> What the task requires:
When you reach the line containing "the sand in" in the entries below, please begin setting down lines exactly, stop only after the last one, and add nothing else.

> Supplied data:
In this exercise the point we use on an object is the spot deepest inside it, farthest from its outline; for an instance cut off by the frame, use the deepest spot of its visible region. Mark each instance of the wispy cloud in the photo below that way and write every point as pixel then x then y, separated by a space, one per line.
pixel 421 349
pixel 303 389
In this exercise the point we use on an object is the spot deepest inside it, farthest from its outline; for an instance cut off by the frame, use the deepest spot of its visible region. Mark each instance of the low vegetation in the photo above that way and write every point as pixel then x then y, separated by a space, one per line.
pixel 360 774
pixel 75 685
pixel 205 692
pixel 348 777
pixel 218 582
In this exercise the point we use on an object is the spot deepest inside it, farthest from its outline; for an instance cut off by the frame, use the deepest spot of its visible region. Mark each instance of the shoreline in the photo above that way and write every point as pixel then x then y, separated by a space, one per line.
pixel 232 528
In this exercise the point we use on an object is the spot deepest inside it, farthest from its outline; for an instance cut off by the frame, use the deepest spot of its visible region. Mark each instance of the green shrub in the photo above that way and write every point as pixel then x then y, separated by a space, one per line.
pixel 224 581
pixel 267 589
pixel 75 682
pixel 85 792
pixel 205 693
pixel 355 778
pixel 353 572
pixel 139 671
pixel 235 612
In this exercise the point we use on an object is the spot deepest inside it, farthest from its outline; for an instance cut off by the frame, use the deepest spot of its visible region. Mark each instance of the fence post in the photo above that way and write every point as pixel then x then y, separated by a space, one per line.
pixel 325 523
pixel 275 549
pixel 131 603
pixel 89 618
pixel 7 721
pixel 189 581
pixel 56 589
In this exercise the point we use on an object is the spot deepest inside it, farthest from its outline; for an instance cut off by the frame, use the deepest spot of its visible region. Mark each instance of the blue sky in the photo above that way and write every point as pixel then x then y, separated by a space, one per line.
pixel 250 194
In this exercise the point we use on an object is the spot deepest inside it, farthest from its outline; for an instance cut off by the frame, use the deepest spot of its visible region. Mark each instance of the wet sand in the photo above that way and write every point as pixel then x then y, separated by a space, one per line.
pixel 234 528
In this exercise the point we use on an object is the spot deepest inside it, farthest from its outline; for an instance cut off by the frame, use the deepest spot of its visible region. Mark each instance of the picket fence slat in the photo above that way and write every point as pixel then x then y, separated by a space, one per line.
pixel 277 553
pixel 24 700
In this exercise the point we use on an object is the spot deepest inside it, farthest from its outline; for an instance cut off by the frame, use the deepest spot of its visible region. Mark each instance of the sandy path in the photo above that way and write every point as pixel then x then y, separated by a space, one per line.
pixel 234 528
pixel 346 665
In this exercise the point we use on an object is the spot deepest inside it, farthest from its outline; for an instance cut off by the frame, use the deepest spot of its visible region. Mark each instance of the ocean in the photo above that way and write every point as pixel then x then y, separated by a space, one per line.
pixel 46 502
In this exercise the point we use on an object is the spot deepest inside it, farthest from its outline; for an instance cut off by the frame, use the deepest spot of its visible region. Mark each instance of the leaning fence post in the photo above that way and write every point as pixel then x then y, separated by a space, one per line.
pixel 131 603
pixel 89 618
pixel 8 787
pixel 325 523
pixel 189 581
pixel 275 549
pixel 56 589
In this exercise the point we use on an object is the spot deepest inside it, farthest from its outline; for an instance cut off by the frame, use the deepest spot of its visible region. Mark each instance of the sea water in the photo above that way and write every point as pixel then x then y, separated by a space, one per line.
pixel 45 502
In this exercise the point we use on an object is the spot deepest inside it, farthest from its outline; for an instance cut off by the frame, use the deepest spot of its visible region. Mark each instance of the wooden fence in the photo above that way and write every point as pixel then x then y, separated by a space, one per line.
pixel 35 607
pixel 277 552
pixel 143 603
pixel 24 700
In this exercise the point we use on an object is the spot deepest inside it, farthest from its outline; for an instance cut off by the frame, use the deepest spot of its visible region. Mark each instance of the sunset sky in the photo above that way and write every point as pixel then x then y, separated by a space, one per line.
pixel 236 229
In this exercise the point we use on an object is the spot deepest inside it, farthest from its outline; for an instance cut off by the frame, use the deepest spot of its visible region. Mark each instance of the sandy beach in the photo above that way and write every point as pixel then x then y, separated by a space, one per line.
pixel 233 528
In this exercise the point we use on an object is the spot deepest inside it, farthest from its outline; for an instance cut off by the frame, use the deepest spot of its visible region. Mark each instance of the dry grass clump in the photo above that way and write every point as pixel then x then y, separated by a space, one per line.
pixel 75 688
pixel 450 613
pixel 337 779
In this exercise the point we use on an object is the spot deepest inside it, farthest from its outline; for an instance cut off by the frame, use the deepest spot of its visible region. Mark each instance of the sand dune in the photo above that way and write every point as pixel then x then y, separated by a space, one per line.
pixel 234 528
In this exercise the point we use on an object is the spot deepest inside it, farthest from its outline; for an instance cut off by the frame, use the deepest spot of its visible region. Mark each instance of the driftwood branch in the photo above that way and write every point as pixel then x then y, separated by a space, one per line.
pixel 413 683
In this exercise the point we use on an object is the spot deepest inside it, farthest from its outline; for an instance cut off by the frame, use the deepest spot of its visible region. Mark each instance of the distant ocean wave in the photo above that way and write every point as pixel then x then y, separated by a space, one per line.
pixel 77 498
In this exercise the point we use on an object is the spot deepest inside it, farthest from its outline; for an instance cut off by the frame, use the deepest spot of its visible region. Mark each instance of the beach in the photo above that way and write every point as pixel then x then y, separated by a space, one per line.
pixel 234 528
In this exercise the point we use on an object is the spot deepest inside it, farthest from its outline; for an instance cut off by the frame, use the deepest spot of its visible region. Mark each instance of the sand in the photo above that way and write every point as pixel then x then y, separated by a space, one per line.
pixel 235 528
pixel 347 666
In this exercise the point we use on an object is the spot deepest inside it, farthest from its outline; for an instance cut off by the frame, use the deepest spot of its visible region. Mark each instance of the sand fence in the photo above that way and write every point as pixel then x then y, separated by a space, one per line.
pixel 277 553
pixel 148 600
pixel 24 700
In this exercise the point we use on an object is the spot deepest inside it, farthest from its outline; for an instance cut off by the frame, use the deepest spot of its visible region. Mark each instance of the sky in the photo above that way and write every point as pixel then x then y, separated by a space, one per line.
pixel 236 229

> Response area:
In this exercise the point we use on an object is the spot deepest inside it, farthest from its outline; for an instance cut off by the frame, use the deepest spot of its visible region. Mark each instance of the sand in the photo above that way and write every point as pixel then x then y, separated by a space, one per line.
pixel 235 528
pixel 347 666
In this exercise the point we use on an object is the spot deepest inside it, farthest from its outline; for an instance cut off by the frame, use the deepest spot of its visible region. Mark each instance of the sand fence in the photo above that way and write every point as pixel then x then y, separated by a space, one per line.
pixel 277 553
pixel 148 600
pixel 24 700
In this exercise the point we use on an object is the spot deepest inside it, farthest from its outline; for an instance cut off by the frame, use the deepest spot of its visible region. Mark each instance of the sky in the photo above that way and write every point as pixel then x then y, separated by a space, one per line.
pixel 236 229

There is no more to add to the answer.